▶ [Written instruction]:
Set out as a numbered list the rows below, beginning at the line that contains "of the lamp" and stopping after the line that contains "x=142 y=137". Leave out any blank lines.

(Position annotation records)
::::::::::
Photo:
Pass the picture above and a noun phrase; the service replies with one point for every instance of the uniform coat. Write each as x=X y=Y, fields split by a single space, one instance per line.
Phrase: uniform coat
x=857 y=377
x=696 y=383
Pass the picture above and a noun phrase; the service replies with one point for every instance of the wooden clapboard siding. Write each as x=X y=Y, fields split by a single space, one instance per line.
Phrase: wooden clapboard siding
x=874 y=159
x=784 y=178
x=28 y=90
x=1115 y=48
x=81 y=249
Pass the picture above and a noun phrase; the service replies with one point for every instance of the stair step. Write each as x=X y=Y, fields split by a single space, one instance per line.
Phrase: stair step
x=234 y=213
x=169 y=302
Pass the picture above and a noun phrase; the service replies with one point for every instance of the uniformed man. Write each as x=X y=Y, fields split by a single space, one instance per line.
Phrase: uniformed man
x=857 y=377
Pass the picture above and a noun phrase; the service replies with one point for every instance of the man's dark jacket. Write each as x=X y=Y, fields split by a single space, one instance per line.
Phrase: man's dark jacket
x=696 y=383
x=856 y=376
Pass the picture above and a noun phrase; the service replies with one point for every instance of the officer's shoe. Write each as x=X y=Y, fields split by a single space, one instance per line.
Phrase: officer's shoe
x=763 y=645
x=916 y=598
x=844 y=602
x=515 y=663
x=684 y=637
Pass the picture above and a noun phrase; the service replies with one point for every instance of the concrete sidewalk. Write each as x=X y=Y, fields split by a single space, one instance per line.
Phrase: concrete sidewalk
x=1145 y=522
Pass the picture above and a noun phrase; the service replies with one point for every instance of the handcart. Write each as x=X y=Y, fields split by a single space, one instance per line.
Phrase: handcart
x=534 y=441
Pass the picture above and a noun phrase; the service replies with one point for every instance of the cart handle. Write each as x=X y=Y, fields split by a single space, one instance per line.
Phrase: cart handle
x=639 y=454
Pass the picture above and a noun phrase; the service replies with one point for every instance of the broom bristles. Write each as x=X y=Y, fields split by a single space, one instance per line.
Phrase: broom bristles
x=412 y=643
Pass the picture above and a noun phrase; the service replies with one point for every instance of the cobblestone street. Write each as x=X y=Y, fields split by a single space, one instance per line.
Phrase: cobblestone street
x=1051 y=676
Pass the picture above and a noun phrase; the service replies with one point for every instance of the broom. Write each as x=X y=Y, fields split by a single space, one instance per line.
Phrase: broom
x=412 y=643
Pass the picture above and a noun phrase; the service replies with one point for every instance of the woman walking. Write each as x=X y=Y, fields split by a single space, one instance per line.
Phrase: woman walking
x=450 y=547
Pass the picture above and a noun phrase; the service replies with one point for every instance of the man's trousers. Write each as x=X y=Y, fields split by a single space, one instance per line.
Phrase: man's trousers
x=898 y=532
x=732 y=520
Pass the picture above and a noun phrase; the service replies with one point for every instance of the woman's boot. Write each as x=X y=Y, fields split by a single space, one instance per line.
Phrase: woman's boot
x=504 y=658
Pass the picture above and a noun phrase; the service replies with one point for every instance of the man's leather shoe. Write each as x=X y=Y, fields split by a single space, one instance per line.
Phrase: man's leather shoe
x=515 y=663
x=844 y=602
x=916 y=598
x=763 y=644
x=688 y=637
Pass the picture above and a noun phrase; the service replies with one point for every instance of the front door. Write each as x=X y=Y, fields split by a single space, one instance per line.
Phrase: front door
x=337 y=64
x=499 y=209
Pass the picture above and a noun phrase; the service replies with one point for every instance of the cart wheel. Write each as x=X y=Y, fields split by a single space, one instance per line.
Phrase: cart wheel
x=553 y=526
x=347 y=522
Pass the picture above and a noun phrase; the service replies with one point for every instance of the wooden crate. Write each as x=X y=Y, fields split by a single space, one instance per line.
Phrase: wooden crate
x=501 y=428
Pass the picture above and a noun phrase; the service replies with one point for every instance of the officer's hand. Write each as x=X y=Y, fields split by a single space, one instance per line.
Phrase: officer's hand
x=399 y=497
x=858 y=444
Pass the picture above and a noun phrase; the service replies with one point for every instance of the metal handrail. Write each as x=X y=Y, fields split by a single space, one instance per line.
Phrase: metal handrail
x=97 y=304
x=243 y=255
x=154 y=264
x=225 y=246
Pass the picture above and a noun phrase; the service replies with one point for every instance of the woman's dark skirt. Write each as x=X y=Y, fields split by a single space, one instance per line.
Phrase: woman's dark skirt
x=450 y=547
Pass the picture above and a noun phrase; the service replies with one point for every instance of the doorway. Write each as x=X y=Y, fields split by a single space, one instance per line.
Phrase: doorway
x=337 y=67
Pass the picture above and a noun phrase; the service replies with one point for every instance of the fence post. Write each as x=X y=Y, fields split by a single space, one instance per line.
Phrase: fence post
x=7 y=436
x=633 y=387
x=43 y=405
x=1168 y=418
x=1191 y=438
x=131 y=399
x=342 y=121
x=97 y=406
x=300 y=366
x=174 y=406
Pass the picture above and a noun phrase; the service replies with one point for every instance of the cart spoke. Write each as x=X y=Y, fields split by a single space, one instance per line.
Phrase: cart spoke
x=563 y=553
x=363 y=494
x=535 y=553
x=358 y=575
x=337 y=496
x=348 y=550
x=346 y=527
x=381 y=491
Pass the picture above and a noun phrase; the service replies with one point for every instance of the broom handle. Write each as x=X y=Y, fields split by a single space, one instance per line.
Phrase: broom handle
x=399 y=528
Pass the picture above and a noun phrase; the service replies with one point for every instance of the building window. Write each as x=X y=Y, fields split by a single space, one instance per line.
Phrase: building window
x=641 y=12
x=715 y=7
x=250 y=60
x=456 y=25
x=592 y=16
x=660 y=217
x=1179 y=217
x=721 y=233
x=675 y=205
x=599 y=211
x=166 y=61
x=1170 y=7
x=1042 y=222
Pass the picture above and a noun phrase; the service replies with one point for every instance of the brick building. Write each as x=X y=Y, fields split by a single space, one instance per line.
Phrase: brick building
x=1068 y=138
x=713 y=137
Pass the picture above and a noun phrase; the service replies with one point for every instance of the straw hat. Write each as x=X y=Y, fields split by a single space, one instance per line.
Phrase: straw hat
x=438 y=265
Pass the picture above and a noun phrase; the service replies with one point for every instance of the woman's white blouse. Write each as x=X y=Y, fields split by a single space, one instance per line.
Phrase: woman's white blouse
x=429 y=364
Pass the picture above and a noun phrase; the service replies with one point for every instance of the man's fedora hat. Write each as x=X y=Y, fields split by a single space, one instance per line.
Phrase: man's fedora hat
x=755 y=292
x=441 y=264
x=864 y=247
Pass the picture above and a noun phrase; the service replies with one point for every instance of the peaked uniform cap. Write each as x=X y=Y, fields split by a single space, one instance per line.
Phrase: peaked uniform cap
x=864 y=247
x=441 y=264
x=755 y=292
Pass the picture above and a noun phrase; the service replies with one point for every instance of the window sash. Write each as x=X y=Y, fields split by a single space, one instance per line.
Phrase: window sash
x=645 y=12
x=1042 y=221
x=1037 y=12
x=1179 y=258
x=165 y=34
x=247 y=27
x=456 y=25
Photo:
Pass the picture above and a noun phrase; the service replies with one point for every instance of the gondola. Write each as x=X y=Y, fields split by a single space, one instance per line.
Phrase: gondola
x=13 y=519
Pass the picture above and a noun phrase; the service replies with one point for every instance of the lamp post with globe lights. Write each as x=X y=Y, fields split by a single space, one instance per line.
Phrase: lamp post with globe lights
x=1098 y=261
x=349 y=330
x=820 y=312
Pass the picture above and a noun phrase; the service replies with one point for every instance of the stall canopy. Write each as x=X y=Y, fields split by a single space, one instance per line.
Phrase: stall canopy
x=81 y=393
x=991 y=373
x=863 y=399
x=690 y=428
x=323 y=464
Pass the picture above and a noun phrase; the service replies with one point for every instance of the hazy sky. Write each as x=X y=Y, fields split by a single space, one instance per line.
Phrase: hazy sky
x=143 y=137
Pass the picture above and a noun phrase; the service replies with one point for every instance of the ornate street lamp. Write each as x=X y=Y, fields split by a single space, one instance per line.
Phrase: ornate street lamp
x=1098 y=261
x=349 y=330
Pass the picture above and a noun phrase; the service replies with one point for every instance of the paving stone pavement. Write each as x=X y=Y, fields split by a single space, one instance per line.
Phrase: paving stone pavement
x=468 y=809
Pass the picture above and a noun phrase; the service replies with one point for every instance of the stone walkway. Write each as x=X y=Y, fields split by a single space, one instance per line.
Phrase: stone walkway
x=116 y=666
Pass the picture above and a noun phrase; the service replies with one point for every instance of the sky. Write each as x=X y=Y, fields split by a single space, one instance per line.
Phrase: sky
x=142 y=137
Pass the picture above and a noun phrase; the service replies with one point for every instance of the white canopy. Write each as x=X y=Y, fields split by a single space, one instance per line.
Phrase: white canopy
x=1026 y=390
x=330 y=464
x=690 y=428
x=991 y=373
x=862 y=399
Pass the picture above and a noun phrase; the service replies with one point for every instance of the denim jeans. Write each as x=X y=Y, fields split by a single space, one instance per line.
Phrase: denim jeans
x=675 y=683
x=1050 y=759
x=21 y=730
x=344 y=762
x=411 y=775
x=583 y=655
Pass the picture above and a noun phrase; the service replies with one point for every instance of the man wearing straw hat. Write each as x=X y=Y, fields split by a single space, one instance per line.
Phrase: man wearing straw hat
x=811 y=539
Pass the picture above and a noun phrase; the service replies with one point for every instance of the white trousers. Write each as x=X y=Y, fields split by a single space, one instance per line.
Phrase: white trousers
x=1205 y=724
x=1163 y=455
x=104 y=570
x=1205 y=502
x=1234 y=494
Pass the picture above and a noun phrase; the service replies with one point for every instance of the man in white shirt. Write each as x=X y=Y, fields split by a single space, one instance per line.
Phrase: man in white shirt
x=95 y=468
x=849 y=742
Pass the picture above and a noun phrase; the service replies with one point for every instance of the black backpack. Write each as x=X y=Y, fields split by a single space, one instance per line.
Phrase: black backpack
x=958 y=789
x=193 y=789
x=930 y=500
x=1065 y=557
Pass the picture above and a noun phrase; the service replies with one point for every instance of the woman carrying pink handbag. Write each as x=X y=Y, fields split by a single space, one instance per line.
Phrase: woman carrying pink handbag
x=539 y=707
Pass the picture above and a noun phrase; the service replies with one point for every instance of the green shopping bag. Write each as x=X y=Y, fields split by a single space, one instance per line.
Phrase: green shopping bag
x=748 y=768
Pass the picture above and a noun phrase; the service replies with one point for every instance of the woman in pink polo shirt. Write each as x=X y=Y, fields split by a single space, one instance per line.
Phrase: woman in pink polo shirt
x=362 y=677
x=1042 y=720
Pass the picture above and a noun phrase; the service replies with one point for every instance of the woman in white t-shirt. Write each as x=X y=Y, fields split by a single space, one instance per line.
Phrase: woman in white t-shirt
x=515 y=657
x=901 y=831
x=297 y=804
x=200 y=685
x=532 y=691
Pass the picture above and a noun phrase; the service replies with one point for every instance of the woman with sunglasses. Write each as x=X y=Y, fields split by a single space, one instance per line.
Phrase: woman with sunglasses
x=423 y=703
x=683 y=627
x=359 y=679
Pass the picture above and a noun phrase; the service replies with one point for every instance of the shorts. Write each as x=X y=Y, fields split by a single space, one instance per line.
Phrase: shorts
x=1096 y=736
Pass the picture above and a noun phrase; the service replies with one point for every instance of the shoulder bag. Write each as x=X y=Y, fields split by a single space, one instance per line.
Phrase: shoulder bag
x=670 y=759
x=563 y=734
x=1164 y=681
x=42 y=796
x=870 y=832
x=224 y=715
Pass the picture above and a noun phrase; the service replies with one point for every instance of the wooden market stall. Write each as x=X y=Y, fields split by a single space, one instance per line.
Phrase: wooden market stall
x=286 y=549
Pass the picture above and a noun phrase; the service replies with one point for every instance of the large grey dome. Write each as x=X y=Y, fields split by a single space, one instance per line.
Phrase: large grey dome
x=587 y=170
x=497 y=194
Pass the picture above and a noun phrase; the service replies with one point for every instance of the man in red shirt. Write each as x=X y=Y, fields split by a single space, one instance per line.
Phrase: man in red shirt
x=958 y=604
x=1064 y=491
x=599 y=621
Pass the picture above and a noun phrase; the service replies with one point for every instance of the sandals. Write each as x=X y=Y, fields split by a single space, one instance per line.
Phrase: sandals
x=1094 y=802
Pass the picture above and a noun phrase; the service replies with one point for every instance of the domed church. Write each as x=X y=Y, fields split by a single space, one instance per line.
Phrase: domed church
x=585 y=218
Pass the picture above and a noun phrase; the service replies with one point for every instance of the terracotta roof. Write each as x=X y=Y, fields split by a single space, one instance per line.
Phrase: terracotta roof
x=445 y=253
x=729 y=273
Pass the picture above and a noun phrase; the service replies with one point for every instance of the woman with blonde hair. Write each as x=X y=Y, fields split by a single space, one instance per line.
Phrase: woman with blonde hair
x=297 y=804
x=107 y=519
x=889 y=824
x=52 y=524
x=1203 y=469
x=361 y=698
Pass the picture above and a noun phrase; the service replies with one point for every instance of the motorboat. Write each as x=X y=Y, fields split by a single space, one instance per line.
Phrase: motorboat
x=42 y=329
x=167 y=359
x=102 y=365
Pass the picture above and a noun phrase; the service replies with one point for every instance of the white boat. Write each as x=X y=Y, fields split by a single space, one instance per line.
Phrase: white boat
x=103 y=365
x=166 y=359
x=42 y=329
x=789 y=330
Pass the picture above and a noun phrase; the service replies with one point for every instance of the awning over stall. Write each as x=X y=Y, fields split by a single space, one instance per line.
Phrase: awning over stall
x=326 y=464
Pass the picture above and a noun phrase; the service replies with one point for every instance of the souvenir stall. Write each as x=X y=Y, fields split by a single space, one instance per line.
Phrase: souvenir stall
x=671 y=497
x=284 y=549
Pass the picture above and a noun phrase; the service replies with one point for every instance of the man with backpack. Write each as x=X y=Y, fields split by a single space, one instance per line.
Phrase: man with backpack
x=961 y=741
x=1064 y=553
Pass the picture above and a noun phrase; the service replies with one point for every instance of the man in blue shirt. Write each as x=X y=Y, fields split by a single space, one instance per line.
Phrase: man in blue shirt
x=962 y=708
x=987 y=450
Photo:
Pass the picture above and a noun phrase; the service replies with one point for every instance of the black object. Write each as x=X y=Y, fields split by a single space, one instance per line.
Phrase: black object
::::::::::
▶ [Written solution]:
1. Pass the picture above and a noun phrase; the service replies with one point for every instance of the lamp post with globe lights. Write each as x=X y=Y, fields split by a single space, one instance per line.
2. Phrase: lamp post with globe lights
3. x=1098 y=261
4. x=349 y=330
5. x=820 y=312
6. Pass the picture above and a noun phrase; the service replies with one point for every instance of the stall canopy. Write each as x=X y=Y, fields split by a single space, one instance per line.
7. Phrase: stall canopy
8. x=81 y=393
9. x=991 y=373
10. x=863 y=399
11. x=690 y=428
12. x=323 y=464
13. Pass the picture above and a noun phrase; the service replies with one point for every instance of the hazy sky. Write each as x=X y=Y, fields split by a single space, one instance per line.
14. Phrase: hazy sky
15. x=143 y=137
16. Pass the picture above and a noun phrase; the service replies with one point for every instance of the ornate street lamp. Write each as x=X y=Y, fields split by a single space, one instance per line.
17. Phrase: ornate street lamp
18. x=1098 y=261
19. x=349 y=330
20. Pass the picture above and a noun phrase; the service replies with one point for every instance of the paving stone pavement. Write each as x=X y=Y, fields split by a single space, one instance per line.
21. Phrase: paving stone pavement
22. x=468 y=809
23. Pass the picture above and a noun phrase; the service replies with one point for every instance of the stone walkway. Write each as x=X y=Y, fields split by a single space, one instance per line.
24. Phrase: stone walkway
25. x=116 y=666
26. Pass the picture above and a noun phrase; the service replies with one point for every instance of the sky. Write each as x=X y=Y, fields split by a single space, one instance per line.
27. Phrase: sky
28. x=142 y=137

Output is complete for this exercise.